■ Aufgaben
A. Fasse den Text zum kollektiven Arbeitsrecht in zwei Sätzen zusammen.
B. Führe den Text zum kollektiven Arbeitsrecht bitte dort fort, wo er aufhört.

■ Vorliegender Text
Betriebsvereinbarung:
Bei einer Betriebsvereinbarung kann es nur dann zur Nachwirkung kommen, wenn sie
gekündigt werden kann.
Dies wäre grundsätzlich bei der notwendigen und bei der fakultativen BV der Fall. Für die
notwendige BV schließt §96 Abs. 2 letzter Satz aber ausdrücklich eine Nachwirkung aus!
Bei einer BV mit Beteiligung der Schlichtungsstelle ist Kündigung und somit auch eine Nachwirkung
nicht möglich.
Nachwirken kann also nur eine fakultative Betriebsvereinbarung.

22
Q
  1. Was versteht man unter einer Satzung im kollektiven Arbeitsrecht? Welche
    Funktion hat die Satzung?
A

Durch die Erklärung eines Kollektivvertrags zur Satzung wird diesem auch außerhalb seines
Geltungsbereiches rechtsverbindliche Wirkung zuerkannt.
(§ 18 ArbVG)
Das hat den Zweck, das auch jenen Arbeitnehmern, die mangels KV Angehörigkeit ihres
Arbeitgebers von keinem KV erfasst sind, die Vorteile einer kollektiven Regelung verschafft werden.
Beispiele:
BAGS KV (Sozialwesen)
BABE KV (Bildungswesen)
Redakteure KV (Zeitungsbranche)
Rechtsnatur: Verordnung des Bundeseinigungsamt
Inhalt: Nur die Satzungserklärung (oder auch die zu satzenden Inhalte des Kollektivvertrags)(strittig)
-> Richtig ist wohl nur die Satzungserklärung, da das BEA nur dazu die Befugnis hat.
Formelle Voraussetzung: schriftlicher Antrag einer der KV Parteien
Materielle Voraussetzungen:
- zu satzender KV gehörig in Geltung
- zu satzender KV hat überwiegende Bedeutung erlangt
- gleichartige Arbeitsverhältnisse
- Arbeitsverhältnisse nicht bereits von KV erfasst (außer bloß General-KV)
Kundmachung: BGBl II.
Übermittelung: An BMASK & zuständige Gerichte
Wirkung: - unmittelbar Rechtsverbindlich (Normwirkung!)
- keine Außenseiterwirkung (mangels Außenseitern)
Zeitliche Geltung: - Befristung möglich (meist gleich wie gesatzter KV)

(Auszüge aus einem Datensatz zur Punktbeschriftung)
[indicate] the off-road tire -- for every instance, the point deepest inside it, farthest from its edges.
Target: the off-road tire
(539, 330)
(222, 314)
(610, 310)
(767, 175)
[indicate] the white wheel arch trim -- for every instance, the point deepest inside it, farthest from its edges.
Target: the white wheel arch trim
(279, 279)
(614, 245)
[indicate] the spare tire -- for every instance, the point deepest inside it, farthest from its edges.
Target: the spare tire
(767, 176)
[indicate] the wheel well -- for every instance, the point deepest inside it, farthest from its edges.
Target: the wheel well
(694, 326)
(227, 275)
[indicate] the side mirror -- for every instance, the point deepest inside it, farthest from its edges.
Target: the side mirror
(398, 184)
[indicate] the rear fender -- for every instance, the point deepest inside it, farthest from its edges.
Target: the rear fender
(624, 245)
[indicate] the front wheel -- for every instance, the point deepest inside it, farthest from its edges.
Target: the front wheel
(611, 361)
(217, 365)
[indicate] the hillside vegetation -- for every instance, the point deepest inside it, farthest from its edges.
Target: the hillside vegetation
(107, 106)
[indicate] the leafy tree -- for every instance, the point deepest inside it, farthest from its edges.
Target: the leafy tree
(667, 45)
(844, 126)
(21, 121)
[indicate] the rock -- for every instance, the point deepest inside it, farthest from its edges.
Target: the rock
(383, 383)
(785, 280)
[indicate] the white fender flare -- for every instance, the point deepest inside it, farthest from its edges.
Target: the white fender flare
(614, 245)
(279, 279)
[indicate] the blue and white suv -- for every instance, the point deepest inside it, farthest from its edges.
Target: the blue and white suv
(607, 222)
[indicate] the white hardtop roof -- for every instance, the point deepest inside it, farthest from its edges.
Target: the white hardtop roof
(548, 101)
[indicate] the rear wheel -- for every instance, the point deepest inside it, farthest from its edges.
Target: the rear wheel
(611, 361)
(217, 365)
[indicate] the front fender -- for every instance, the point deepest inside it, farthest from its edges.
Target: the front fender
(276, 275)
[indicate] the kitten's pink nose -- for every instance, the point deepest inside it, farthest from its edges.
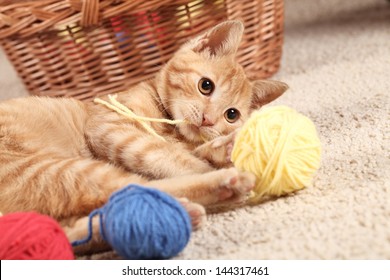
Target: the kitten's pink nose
(207, 121)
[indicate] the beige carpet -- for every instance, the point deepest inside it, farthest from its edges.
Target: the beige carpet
(337, 62)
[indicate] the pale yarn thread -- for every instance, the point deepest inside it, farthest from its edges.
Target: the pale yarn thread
(281, 147)
(121, 109)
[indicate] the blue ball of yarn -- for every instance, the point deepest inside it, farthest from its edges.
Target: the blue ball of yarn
(143, 223)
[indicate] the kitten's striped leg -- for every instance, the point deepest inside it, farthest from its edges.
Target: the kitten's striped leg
(142, 153)
(60, 187)
(223, 187)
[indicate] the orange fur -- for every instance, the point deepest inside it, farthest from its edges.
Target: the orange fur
(64, 158)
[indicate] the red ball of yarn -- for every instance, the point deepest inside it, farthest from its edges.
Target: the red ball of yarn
(32, 236)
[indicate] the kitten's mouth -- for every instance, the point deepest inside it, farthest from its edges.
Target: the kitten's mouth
(194, 132)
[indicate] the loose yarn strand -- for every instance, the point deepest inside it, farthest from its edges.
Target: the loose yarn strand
(121, 109)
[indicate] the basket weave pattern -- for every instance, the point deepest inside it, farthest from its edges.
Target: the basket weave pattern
(86, 48)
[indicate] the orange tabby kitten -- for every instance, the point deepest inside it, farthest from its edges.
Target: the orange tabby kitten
(64, 158)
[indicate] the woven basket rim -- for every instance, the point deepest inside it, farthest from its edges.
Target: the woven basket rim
(29, 17)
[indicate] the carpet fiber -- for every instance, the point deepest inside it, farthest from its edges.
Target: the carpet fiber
(336, 60)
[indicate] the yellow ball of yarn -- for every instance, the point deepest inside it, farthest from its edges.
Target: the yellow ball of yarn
(281, 147)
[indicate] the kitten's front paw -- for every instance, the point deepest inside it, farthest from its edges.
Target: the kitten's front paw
(196, 211)
(218, 151)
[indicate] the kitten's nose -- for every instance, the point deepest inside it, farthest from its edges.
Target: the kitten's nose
(207, 121)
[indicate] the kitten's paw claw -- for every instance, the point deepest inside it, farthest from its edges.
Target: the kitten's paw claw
(196, 212)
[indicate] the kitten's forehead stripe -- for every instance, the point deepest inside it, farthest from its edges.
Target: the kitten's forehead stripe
(184, 70)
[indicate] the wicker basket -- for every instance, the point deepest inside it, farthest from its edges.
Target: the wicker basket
(85, 48)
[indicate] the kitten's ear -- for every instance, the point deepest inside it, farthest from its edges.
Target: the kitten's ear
(265, 91)
(222, 39)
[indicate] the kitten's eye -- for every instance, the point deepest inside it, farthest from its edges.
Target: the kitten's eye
(205, 86)
(232, 115)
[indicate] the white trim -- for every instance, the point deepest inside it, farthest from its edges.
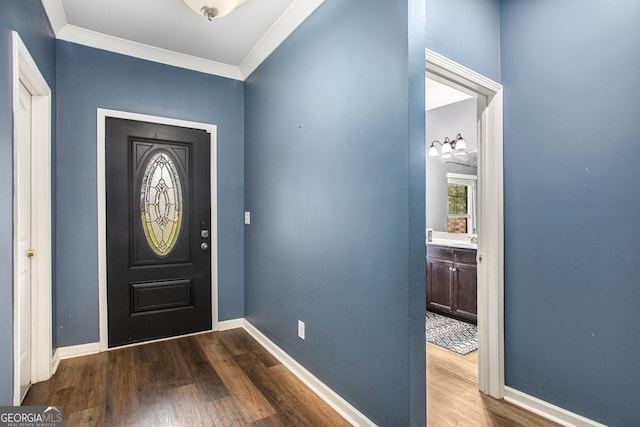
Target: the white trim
(341, 406)
(26, 71)
(102, 114)
(55, 12)
(102, 41)
(291, 19)
(490, 215)
(71, 351)
(230, 324)
(284, 26)
(548, 410)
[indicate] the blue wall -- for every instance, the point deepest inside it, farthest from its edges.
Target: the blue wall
(334, 164)
(89, 79)
(466, 31)
(29, 20)
(572, 253)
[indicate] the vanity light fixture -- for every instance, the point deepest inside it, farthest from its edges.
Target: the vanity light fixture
(213, 8)
(457, 147)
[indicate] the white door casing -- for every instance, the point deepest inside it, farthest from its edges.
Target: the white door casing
(32, 162)
(23, 226)
(490, 215)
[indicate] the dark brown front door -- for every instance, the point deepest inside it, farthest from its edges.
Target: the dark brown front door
(158, 231)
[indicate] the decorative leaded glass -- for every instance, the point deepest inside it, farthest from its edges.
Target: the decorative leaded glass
(161, 204)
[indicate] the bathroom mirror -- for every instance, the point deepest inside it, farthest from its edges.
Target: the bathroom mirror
(461, 203)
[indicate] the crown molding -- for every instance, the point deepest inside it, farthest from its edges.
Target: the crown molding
(443, 66)
(55, 12)
(291, 19)
(286, 24)
(102, 41)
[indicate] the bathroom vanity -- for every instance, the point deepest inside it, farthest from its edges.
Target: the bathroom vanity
(452, 279)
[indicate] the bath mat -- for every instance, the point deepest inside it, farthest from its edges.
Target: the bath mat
(452, 334)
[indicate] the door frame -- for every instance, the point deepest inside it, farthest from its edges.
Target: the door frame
(26, 71)
(490, 255)
(102, 115)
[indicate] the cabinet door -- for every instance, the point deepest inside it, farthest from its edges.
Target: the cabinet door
(439, 285)
(465, 291)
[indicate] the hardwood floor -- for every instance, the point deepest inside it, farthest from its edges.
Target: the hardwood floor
(216, 379)
(453, 398)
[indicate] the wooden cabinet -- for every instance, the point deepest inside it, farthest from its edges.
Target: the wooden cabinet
(452, 282)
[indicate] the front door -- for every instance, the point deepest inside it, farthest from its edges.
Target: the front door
(158, 231)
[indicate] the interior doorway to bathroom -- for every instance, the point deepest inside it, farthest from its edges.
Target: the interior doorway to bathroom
(451, 246)
(478, 212)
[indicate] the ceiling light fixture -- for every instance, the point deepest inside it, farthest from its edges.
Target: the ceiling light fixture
(458, 148)
(213, 8)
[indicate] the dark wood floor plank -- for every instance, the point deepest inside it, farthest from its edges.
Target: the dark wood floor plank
(453, 398)
(86, 417)
(238, 341)
(255, 405)
(272, 421)
(188, 408)
(283, 400)
(216, 379)
(309, 400)
(121, 396)
(205, 376)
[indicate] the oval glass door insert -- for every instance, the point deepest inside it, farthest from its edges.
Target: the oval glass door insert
(161, 206)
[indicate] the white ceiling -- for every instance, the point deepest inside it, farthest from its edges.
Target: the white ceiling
(439, 95)
(168, 31)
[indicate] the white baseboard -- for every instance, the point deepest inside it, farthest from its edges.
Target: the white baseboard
(341, 406)
(225, 325)
(547, 410)
(344, 408)
(62, 353)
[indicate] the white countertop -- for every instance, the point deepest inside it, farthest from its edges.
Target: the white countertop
(454, 243)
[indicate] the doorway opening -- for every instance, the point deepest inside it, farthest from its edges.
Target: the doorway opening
(32, 331)
(489, 207)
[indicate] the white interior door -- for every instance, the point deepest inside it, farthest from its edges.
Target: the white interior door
(23, 226)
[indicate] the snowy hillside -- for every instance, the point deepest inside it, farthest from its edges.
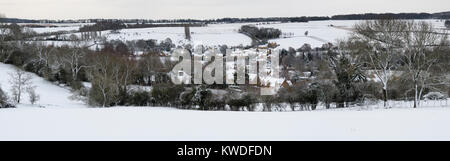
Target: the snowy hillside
(137, 123)
(51, 94)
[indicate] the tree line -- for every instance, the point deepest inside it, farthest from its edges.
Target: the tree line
(383, 60)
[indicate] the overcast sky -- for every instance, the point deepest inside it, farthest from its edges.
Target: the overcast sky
(206, 9)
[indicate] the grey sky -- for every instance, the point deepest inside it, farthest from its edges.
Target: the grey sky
(205, 9)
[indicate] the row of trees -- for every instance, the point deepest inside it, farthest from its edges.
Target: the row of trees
(339, 75)
(414, 49)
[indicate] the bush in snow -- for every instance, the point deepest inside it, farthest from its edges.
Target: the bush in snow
(20, 81)
(434, 96)
(165, 94)
(139, 98)
(34, 97)
(241, 103)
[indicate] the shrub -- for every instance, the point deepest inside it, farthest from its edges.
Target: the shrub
(139, 98)
(4, 100)
(165, 94)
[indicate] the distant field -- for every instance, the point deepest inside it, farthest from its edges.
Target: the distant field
(319, 33)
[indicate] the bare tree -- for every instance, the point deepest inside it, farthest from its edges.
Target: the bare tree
(20, 82)
(74, 59)
(421, 41)
(103, 74)
(380, 39)
(33, 96)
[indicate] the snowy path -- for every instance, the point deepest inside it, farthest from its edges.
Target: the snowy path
(130, 123)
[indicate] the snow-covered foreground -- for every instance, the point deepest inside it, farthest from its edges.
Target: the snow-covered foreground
(65, 119)
(132, 123)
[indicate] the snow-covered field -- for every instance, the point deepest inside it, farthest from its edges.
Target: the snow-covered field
(65, 119)
(319, 33)
(133, 123)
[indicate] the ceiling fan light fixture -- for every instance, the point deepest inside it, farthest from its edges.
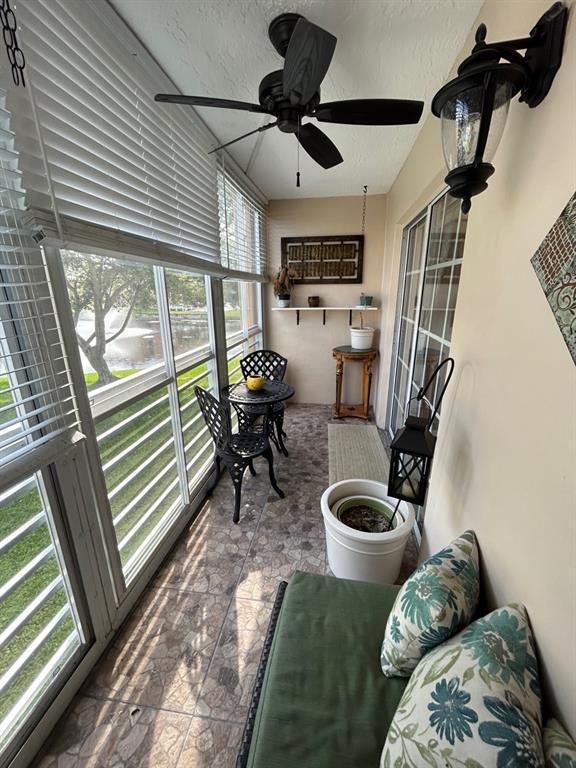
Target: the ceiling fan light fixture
(473, 107)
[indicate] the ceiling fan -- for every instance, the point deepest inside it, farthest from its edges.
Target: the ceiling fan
(293, 93)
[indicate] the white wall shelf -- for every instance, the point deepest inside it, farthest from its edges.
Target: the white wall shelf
(356, 308)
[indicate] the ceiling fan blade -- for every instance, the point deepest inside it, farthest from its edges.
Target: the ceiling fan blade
(244, 136)
(308, 57)
(370, 112)
(206, 101)
(319, 146)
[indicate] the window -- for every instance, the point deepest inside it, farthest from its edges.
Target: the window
(243, 315)
(242, 226)
(430, 274)
(145, 339)
(40, 630)
(42, 634)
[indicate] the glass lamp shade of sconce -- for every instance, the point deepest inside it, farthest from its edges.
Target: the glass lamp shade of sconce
(461, 118)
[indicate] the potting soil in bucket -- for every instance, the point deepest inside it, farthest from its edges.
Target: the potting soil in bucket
(365, 514)
(364, 539)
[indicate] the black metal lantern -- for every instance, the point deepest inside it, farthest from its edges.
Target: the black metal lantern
(474, 106)
(413, 448)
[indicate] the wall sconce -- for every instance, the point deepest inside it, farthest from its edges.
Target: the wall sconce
(413, 446)
(473, 107)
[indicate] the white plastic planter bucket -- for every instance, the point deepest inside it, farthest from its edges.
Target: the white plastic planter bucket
(353, 554)
(361, 338)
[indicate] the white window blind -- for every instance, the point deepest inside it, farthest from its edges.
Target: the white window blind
(242, 226)
(37, 403)
(115, 157)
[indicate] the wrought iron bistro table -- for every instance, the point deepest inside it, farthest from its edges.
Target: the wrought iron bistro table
(364, 356)
(271, 393)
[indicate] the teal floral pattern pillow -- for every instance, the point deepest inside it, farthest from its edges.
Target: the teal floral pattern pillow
(559, 748)
(438, 599)
(473, 702)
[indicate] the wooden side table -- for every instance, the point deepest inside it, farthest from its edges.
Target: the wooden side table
(364, 356)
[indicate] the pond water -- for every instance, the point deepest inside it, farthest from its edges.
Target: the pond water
(140, 344)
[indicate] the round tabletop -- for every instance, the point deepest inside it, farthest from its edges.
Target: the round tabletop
(272, 392)
(348, 350)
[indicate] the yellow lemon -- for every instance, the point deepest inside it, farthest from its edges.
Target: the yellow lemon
(255, 382)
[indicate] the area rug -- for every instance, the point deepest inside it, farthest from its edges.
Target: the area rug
(356, 450)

■ Antworten
A. Nachwirken kann nur eine fakultative Betriebsvereinbarung, weil § 96 Abs. 2 die Nachwirkung bei der notwendigen ausdrücklich ausschließt und eine Betriebsvereinbarung mit Beteiligung der Schlichtungsstelle nicht gekündigt werden kann. Wird ein Kollektivvertrag zur Satzung erklärt, wirkt er auch außerhalb seines Geltungsbereiches rechtsverbindlich, damit auch Arbeitnehmer, die von keinem Kollektivvertrag erfasst sind, die Vorteile einer kollektiven Regelung erhalten.

B.
Nachwirkung: - h.L.: Nein
- Löschnigg: Ja! (historische & teleologische Gründe)
Rangordnung: Gleiche Stufe im Stufenbau wie KV, aber subsidiär zum KV!

23
Q
  1. Was versteht man unter einem Mindestlohntarif? Welche Voraussetzung
    muss – im Gegensatz zur Satzung – beim MLT vorliegen? Nennen Sie eine
    typische Arbeitnehmergruppe, für die Mindestlohntarife zur Anwendung
    kommen!
A

Mindestlohntarife sind Regelungen betreffend Mindestentgelt und Mindestbeträge für den
Auslagenersatz.
(§ 22 ArbVG)
Andere Arbeitsbedingungen können nicht vom MLT geregelt werden.
Es handelt sich um eine behördliche Mindestlohnfestsetzung mittels Verordnung vom
Bundeseinigungsamt, das auf Antrag einer kollektivvertragsfähigen Körperschaft der AN agiert.
Dieses Recht haben Arbeitgeber-Vereinigungen nicht!
Örtlicher Anwendungsbereich: Ganzes Bundesgebiet oder nur bestimmte Bundesländer.
Bemessung der Höhe: In Rücksicht auf verwandte Branchen festzusetzen.
Veröffentlichung: Wie Satzung im BGBl II.
Voraussetzungen:
- Kein KV möglich, mangels kollektivvertragsfähigen Körperschaften auf Arbeitgeberseite!
(Au-pairs, Hausgehilfen, Privatlehrer, Pflegekräften im Privathaushalt)
- Keine Satzung erfolgt
Mindestlohntarif ist wie KV und Lehrlingsentschädigung ein KV-Surrogat.
Die Normen des MLT sind unmittelbar-rechtswirksam (Normwirkung) und einseitig-zwingend.
Auch dem MLT kommt Nachwirkung zu.
Wenn MLT mit (nachträglichem!) KV oder Satzung kollidiert, geht KV oder Satzung vor, solang der
fachliche Geltungsbereich gleich ist.

24
Q
  1. Kann eine Betriebsvereinbarung beliebige Angelegenheiten regeln, wenn
    Betriebsrat und Betriebsinhaber sich darüber einigen?
A

Eine Betriebsvereinbarung ist eine schriftliche, dem Privatrecht unterliegende Vereinbarung, die
zwischen einem zuständigen AN-Organ (z.B.: Betriebsrat) und dem Betriebsinhaber abgeschlossen
wird.
Die BV ist ein einseitig-korporatives Instrument der Mitbestimmung im Betrieb.
Die zu regelnde Angelegenheit muss durch Gesetz, KV oder eventuell auch Satzung der
Betriebsvereinbarung vorbehalten sein (§29 ArbVG).
Gesetzliche Ermächtigungen finden sich hauptsächlich in den §§ 96, 96a, 97 ArbVG, zum Teil
auch in Sondergesetzen.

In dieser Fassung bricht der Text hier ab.